作業指示 |
[A] 同期インピーダンスについての抜粋によると、短絡比は百分率同期インピーダンスとどのような関係にありますか？
[B] 同期インピーダンスについての抜粋を、最後の文の後から書き継いでください。

読解用抜粋 |
- - -

同期インピーダンスを\(\Omega\)単位から%単位に変換したものを「百便率同期インピーダンス」またはと言い、記号は%\(Z_s\)で表します。
\( \begin{align} \% Z_s &= \displaystyle \frac{Z_s I_n}{E_n} \times 100 \\ \\ &= \displaystyle \frac{Z_s I_n}{\displaystyle \frac{V_n}{ sqrt{3} }} \times 100 \\ \\ &= \frac{\sqrt{3} Z_s I_n}{V_n} \times 100 [\rm \%] \end{align} \)
【関連記事】
短絡比と百分率同期インピーダンス
短絡比と百分率同期インピーダンスの間には、次のような関係が成り立ちます。
短絡比:\( K_s = \displaystyle \frac{I_{fs}}{I_{fn}} = \frac{100}{\% Z_s} \)

- - -

データ行 |
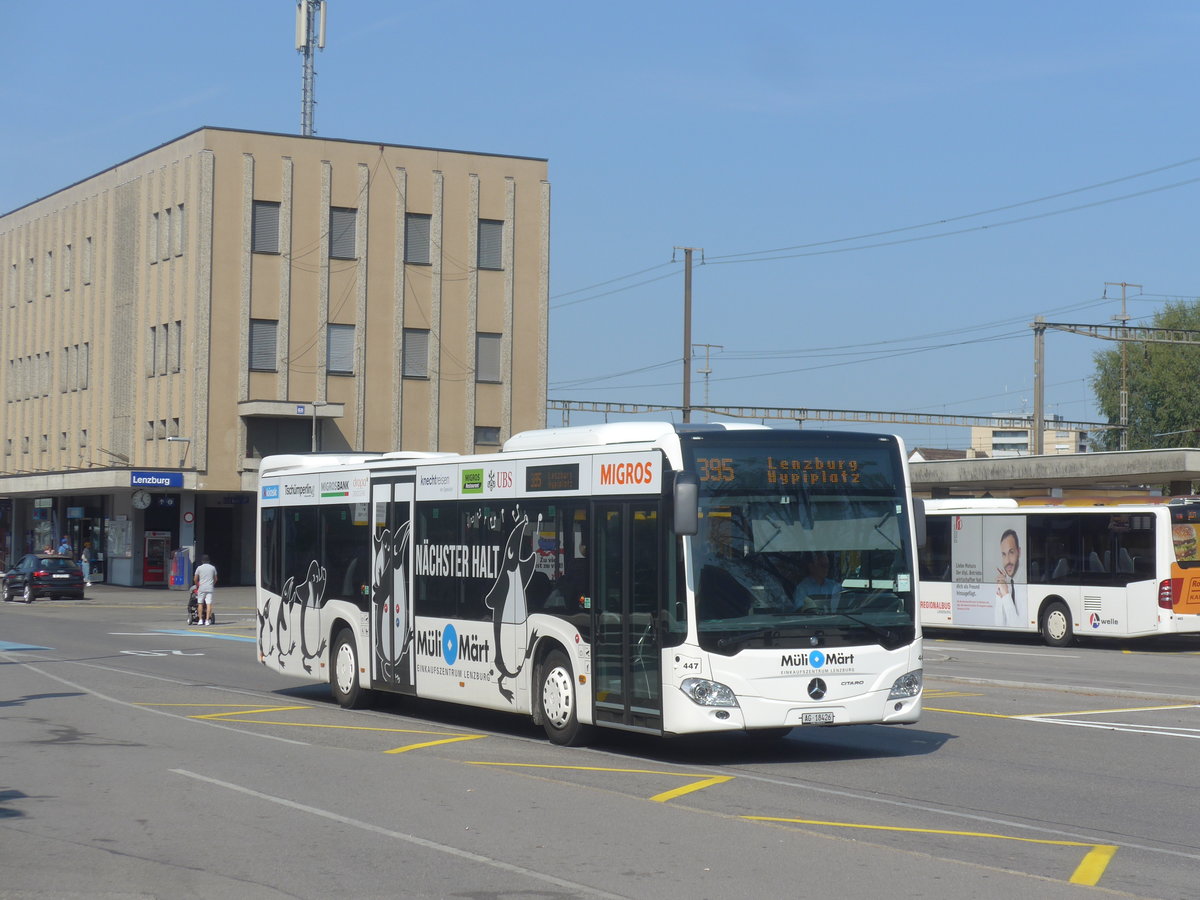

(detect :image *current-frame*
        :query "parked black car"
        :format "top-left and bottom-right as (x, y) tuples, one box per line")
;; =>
(4, 553), (83, 604)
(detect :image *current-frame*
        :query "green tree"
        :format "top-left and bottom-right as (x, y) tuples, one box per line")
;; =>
(1092, 301), (1200, 450)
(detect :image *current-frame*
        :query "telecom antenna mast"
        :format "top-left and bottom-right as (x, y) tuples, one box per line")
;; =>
(296, 0), (325, 137)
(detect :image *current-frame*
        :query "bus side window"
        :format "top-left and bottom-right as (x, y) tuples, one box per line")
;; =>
(920, 516), (950, 581)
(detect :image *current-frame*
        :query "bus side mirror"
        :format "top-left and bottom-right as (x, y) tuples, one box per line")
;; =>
(912, 498), (929, 547)
(674, 472), (700, 534)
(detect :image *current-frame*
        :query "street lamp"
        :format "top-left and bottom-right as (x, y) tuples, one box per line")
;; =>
(312, 400), (329, 452)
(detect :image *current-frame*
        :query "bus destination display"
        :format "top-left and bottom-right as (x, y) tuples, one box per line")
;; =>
(696, 456), (865, 486)
(526, 462), (580, 492)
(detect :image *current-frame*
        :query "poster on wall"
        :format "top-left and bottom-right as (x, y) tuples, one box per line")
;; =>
(950, 516), (1028, 628)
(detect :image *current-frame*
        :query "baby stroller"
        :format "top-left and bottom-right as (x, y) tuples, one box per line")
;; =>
(187, 584), (200, 625)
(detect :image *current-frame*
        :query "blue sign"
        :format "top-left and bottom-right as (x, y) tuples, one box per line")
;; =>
(130, 472), (184, 487)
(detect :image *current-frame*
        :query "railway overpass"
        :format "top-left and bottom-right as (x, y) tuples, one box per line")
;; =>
(910, 448), (1200, 497)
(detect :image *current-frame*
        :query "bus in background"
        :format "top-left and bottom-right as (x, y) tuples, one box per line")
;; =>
(256, 422), (923, 744)
(920, 499), (1200, 647)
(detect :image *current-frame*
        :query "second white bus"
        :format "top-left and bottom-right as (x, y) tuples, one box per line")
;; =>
(919, 499), (1200, 647)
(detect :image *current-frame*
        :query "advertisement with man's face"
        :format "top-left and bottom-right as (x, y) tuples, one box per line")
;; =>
(950, 516), (1028, 628)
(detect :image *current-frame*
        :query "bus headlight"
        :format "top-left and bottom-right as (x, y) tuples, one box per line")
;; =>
(888, 668), (920, 700)
(679, 678), (738, 707)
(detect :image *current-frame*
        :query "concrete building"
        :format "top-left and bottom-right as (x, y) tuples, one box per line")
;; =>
(971, 413), (1087, 458)
(0, 127), (550, 586)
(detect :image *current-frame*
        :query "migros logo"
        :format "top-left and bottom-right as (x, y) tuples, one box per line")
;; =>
(600, 461), (654, 485)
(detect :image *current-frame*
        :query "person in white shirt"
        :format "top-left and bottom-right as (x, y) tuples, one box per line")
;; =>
(193, 556), (217, 625)
(792, 552), (841, 610)
(995, 528), (1026, 626)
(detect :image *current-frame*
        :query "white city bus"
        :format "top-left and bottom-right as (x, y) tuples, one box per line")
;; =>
(257, 422), (922, 744)
(920, 499), (1200, 647)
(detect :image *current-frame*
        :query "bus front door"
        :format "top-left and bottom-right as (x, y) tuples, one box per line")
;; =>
(592, 500), (662, 734)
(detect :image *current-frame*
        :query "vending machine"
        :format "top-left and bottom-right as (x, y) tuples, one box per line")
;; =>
(142, 532), (170, 584)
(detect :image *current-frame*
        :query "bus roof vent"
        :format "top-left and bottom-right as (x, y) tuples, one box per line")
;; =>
(379, 450), (458, 460)
(502, 422), (676, 452)
(258, 454), (383, 475)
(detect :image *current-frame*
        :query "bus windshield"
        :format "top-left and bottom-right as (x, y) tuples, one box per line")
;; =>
(684, 432), (914, 654)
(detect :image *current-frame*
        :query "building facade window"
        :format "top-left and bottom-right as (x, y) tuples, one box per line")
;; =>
(326, 324), (354, 374)
(404, 212), (433, 265)
(475, 218), (504, 269)
(475, 331), (500, 384)
(250, 319), (280, 372)
(172, 203), (187, 257)
(250, 200), (280, 253)
(329, 206), (359, 259)
(403, 328), (430, 378)
(167, 319), (184, 373)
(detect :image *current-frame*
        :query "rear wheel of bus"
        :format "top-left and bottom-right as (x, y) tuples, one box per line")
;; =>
(329, 628), (367, 709)
(1042, 600), (1074, 647)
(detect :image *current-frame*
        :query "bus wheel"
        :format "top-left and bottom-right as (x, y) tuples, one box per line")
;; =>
(329, 629), (366, 709)
(539, 650), (588, 746)
(1042, 600), (1073, 647)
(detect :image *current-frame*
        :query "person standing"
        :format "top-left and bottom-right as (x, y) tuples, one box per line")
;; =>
(79, 541), (91, 588)
(192, 556), (217, 625)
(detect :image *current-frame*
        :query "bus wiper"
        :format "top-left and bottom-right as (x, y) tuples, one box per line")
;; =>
(829, 610), (904, 650)
(716, 628), (780, 649)
(875, 509), (900, 550)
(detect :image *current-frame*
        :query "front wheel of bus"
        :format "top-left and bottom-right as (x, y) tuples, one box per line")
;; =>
(539, 650), (588, 746)
(1042, 600), (1073, 647)
(329, 629), (366, 709)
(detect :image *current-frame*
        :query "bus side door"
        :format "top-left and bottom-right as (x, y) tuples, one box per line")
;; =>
(371, 480), (414, 694)
(592, 500), (664, 733)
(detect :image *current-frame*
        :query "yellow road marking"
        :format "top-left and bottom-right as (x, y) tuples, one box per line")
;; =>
(1070, 844), (1117, 886)
(923, 707), (1026, 719)
(467, 761), (733, 803)
(384, 732), (487, 754)
(742, 816), (1117, 887)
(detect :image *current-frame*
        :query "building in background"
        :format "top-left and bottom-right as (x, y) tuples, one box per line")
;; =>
(971, 413), (1087, 457)
(0, 127), (550, 584)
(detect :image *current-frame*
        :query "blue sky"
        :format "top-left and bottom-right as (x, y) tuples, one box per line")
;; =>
(0, 0), (1200, 448)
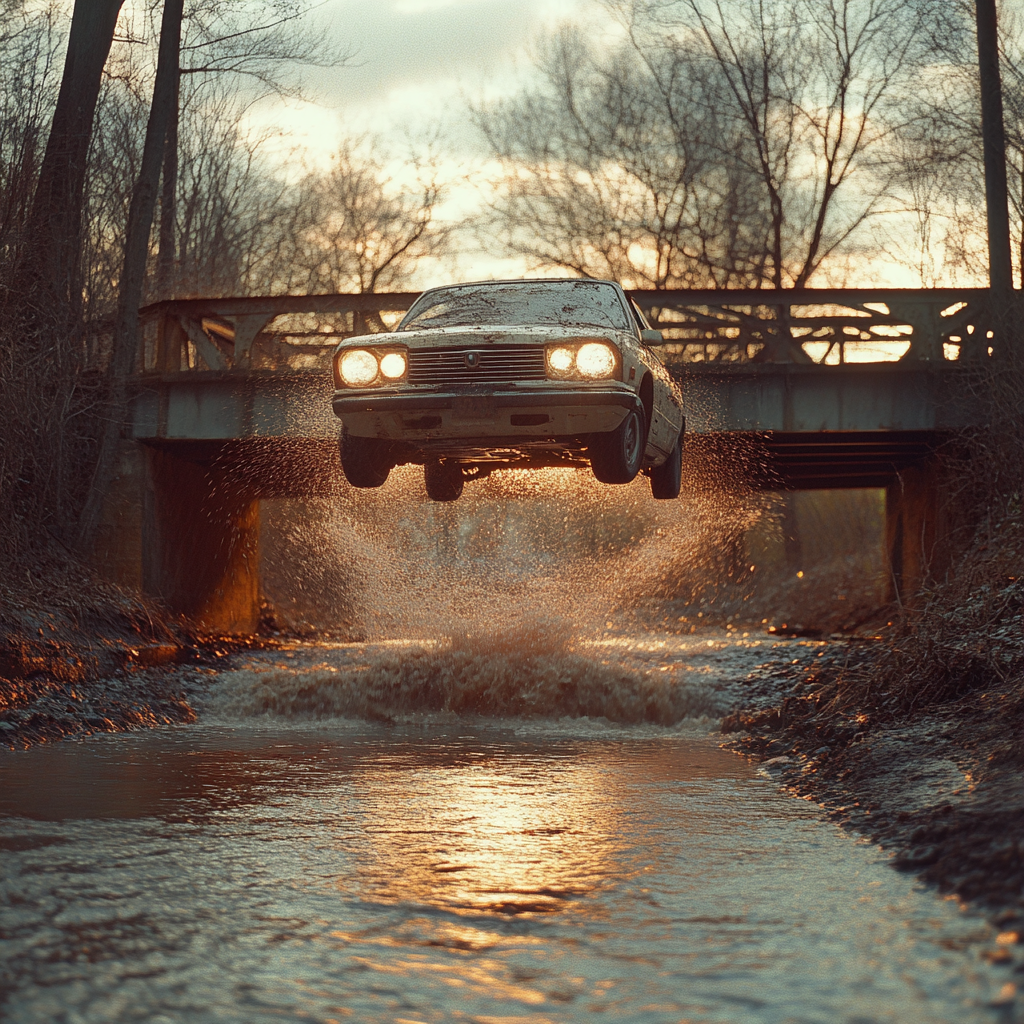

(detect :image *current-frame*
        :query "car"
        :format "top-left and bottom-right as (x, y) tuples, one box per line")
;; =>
(333, 279), (685, 502)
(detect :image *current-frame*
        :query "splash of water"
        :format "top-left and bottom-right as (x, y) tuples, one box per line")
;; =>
(243, 467), (770, 725)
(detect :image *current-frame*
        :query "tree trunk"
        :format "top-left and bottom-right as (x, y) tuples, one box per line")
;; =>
(157, 81), (180, 299)
(78, 0), (183, 554)
(14, 0), (123, 331)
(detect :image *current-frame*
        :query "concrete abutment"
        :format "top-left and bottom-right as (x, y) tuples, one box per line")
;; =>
(886, 455), (958, 607)
(142, 449), (260, 634)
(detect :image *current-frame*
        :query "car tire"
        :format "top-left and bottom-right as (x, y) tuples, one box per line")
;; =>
(590, 408), (647, 483)
(423, 459), (466, 502)
(338, 434), (394, 487)
(650, 430), (683, 499)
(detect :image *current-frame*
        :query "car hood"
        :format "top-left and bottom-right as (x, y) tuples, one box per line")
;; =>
(338, 325), (622, 348)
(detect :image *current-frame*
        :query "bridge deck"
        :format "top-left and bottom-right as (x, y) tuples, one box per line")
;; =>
(131, 362), (984, 492)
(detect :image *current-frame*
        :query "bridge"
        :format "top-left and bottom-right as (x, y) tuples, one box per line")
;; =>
(99, 289), (999, 632)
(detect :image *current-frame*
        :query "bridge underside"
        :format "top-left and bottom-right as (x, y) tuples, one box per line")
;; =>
(117, 431), (947, 634)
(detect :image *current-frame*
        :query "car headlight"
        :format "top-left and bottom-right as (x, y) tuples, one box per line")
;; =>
(547, 341), (618, 381)
(381, 352), (407, 381)
(548, 345), (575, 377)
(334, 346), (409, 388)
(338, 348), (378, 387)
(577, 341), (615, 380)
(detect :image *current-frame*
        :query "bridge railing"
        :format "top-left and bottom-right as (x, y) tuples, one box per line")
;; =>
(139, 288), (993, 373)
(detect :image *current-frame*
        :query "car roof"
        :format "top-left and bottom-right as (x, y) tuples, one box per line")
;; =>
(415, 278), (622, 295)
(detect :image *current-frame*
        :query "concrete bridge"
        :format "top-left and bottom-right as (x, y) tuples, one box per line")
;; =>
(99, 289), (999, 632)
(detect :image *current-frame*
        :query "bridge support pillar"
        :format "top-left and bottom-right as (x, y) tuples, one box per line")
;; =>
(886, 457), (953, 607)
(142, 449), (260, 634)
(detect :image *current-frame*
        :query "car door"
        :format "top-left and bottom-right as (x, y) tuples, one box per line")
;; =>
(628, 299), (683, 458)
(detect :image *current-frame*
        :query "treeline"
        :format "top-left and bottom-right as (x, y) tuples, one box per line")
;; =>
(0, 0), (1024, 593)
(475, 0), (1024, 288)
(0, 0), (450, 575)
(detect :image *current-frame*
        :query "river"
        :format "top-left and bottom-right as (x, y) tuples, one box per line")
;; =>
(0, 632), (1014, 1024)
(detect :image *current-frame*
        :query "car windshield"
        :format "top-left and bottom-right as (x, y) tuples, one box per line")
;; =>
(398, 281), (630, 331)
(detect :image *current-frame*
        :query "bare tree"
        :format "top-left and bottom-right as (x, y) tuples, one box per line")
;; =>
(156, 0), (349, 298)
(18, 0), (123, 323)
(280, 143), (451, 293)
(477, 0), (930, 315)
(475, 29), (765, 288)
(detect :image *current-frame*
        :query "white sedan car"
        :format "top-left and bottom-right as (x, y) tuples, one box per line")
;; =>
(334, 280), (685, 502)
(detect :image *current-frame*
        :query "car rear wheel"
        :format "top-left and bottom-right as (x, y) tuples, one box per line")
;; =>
(423, 459), (465, 502)
(339, 434), (393, 487)
(590, 409), (647, 483)
(650, 430), (683, 498)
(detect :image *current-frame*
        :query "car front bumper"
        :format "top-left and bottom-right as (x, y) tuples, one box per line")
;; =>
(333, 383), (640, 442)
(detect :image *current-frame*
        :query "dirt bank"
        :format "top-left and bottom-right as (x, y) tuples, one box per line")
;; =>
(722, 640), (1024, 971)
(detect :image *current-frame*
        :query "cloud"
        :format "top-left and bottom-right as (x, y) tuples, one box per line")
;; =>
(308, 0), (580, 112)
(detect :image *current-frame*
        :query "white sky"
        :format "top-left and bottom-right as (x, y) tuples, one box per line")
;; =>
(248, 0), (606, 161)
(235, 0), (609, 287)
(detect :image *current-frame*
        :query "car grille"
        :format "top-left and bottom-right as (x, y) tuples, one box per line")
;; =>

- - -

各設問の解答 |
[A] 短絡比は、100を百分率同期インピーダンス%Z_sで割った値に等しくなります。

[B]
短絡比と百分率インピーダンスの関係式の導出
百分率同期インピーダンスの公式より、
\( \begin{align} \% Z_s &= \displaystyle \frac{Z_s I_n}{E_n} \times 100 \\ &= \displaystyle \frac{I_n}{\frac{E_n}{Z_s}} \times 100 \\ &= \displaystyle \frac{I_n}{I_s} \times 100 \end{align} \)
よって、短絡比\( K_s = \displaystyle \frac{I_s}{I_n} \)は、
\( K_s = \displaystyle \frac{I_s}{I_n} = \displaystyle \frac{100}{%Z_s} \)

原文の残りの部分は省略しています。